- Task:
An acceptable response holds only the line containing "Note for the class: annotate every instance of the blue candy" and every line after it to the end of the records, each reproduced exactly.

-- -- --

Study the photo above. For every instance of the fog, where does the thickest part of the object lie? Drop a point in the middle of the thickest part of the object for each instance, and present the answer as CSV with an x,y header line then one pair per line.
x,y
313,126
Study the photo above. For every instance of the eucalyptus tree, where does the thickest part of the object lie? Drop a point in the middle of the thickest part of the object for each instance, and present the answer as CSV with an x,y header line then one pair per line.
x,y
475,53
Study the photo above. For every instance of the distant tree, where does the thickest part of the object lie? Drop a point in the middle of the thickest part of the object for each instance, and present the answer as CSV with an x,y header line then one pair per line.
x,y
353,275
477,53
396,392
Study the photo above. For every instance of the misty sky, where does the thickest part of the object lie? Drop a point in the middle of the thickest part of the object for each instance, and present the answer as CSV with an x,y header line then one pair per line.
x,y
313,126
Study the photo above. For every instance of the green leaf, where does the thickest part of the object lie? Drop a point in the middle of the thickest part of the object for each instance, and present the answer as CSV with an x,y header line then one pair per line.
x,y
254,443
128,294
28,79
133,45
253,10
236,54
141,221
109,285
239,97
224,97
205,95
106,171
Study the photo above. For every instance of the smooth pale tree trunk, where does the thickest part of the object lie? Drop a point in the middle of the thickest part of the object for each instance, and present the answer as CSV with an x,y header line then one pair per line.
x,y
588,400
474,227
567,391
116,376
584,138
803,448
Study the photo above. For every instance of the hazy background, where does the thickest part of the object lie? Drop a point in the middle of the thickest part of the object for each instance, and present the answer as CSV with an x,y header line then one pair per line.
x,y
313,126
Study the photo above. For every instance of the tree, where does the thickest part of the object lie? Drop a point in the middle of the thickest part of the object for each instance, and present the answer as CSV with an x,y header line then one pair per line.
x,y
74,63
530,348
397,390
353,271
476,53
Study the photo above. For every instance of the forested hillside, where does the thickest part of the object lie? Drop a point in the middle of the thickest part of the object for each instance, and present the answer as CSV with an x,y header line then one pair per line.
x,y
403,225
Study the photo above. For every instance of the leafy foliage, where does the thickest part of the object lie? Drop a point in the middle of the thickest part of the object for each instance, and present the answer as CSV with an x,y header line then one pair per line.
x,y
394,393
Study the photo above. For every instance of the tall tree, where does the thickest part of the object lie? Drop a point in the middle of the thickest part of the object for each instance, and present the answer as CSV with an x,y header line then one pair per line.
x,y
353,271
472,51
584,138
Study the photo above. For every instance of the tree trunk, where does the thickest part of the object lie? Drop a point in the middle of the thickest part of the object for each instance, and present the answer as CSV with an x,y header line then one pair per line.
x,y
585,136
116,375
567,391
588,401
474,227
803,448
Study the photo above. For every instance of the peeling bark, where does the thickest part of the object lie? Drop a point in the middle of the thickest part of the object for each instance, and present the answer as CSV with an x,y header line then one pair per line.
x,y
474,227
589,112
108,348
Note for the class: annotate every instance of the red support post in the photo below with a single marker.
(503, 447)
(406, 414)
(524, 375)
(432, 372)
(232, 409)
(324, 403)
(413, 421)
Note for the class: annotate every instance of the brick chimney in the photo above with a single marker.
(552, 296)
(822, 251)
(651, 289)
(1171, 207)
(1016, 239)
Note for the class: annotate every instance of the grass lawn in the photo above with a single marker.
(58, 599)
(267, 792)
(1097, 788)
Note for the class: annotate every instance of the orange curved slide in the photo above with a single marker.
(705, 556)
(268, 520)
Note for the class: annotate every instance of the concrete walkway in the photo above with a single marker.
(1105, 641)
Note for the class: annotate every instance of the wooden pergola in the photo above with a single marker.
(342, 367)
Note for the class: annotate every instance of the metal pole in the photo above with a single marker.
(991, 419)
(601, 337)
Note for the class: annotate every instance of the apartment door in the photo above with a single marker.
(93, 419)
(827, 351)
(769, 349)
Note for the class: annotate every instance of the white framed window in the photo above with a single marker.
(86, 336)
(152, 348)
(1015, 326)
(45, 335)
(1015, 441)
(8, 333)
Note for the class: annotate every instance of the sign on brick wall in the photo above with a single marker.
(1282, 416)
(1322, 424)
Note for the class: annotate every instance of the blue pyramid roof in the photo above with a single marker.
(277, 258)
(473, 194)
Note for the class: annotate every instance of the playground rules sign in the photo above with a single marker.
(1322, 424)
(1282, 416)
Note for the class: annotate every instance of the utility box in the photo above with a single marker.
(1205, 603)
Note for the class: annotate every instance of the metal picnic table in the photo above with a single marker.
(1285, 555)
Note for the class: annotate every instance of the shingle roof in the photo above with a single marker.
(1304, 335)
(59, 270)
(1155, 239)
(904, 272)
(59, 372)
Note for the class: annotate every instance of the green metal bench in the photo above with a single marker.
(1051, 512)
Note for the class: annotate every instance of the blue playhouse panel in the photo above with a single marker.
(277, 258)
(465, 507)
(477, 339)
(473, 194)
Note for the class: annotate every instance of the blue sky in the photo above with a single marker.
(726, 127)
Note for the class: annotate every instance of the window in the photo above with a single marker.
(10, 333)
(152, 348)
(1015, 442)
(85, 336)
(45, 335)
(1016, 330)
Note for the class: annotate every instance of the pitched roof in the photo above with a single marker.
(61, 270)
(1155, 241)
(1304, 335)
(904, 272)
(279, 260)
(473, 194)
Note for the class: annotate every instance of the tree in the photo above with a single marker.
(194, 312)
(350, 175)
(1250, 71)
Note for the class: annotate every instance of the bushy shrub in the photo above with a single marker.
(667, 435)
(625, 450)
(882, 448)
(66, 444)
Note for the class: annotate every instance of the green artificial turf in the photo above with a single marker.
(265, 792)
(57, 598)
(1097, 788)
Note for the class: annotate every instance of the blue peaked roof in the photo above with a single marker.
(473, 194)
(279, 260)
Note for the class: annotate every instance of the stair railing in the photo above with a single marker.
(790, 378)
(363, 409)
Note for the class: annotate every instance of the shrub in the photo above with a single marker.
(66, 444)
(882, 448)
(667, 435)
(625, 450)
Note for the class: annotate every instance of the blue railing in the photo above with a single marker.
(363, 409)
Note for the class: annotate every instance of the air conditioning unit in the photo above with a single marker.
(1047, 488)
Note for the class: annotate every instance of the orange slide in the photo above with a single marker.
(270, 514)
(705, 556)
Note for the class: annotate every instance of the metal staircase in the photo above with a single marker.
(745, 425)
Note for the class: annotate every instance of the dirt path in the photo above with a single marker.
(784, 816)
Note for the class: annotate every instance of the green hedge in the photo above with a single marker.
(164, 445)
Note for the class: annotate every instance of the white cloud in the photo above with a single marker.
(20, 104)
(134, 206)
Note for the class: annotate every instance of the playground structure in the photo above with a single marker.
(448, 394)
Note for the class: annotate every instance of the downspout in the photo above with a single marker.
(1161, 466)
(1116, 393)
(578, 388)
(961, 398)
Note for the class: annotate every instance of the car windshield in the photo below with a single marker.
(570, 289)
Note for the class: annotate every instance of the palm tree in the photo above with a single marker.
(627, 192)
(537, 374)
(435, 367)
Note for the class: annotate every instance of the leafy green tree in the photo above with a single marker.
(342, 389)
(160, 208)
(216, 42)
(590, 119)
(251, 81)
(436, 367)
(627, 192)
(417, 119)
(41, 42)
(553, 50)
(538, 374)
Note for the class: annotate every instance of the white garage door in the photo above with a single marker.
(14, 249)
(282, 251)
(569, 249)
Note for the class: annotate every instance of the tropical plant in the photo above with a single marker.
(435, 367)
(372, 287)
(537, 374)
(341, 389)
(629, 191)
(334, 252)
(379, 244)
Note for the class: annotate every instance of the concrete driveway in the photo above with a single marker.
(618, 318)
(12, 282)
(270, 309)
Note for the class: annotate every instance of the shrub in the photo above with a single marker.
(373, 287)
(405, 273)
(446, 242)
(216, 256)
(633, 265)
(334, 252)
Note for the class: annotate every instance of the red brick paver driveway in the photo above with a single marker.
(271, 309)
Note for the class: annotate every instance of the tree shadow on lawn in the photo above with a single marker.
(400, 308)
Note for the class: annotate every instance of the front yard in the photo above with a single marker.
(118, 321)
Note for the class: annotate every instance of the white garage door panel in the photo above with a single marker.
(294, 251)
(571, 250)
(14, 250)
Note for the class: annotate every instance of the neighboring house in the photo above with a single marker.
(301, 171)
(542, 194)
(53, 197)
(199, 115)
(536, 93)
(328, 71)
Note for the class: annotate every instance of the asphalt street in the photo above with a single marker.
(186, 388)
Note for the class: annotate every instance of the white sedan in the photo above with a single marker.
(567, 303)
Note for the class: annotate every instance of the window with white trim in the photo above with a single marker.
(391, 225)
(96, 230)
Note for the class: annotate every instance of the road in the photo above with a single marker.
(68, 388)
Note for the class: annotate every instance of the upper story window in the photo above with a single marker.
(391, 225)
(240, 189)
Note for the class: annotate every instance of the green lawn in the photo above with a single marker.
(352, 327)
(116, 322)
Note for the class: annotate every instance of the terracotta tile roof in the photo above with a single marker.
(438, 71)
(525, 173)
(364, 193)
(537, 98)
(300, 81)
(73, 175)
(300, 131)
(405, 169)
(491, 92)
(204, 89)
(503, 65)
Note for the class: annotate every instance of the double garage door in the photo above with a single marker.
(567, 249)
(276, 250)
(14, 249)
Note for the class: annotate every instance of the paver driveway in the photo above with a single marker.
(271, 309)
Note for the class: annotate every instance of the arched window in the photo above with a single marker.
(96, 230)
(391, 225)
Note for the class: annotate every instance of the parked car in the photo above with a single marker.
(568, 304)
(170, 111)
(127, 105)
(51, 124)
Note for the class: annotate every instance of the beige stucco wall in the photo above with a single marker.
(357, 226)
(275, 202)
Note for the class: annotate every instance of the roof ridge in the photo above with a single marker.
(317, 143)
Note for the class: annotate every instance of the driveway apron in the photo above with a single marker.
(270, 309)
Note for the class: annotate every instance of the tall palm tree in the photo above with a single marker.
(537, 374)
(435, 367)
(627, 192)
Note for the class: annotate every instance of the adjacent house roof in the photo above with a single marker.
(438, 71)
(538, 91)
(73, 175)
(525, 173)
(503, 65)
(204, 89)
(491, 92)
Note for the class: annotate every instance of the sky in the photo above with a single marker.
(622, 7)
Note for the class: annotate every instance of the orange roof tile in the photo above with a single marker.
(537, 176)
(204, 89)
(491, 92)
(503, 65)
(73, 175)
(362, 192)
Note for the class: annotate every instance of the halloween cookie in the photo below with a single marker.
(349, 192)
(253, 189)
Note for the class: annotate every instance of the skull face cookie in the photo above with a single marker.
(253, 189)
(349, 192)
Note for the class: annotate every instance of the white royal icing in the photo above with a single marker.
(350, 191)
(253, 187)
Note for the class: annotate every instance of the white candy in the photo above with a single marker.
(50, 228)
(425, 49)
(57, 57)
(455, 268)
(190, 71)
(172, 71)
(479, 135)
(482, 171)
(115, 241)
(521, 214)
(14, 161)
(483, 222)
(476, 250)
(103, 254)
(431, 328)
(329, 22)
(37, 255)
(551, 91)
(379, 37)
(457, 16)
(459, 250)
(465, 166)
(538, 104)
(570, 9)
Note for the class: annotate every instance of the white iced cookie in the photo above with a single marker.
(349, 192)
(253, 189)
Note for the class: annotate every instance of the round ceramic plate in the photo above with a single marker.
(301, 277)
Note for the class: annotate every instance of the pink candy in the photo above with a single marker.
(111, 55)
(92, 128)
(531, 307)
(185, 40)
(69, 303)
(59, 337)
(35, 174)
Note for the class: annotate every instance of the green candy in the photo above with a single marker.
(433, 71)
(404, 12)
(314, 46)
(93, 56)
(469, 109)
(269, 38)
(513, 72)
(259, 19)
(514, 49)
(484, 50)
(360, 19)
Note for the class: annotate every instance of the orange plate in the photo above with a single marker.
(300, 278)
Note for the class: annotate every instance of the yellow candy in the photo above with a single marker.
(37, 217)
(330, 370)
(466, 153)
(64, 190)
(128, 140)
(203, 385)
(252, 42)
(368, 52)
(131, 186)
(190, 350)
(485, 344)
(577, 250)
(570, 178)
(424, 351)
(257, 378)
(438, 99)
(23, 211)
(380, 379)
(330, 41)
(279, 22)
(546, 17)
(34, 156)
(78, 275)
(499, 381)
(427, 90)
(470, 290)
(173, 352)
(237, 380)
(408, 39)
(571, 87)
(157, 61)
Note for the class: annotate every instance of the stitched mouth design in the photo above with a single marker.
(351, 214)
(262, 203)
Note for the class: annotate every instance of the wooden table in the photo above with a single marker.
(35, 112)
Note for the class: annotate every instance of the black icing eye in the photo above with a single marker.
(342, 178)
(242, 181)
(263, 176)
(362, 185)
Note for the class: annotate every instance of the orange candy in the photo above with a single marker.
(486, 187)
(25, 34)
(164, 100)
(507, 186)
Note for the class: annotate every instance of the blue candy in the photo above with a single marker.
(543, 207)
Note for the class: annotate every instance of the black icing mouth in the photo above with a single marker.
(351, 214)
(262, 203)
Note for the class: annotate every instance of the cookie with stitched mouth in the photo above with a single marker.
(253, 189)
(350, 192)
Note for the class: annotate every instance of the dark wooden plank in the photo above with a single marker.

-- -- --

- Solution for this exercise:
Note for the class: annotate every instance of the blue candy in the photo above with a single marker.
(543, 207)
Note for the class: annotate every instance of the black icing mouth in the photo above with a single marker.
(351, 214)
(262, 203)
Note for the class: annotate every instance of the cookie with stitched mouth in the photo above with a single marker.
(253, 189)
(350, 192)
Note for the class: annotate every instance of the dark wooden plank in the photo above with a single marker.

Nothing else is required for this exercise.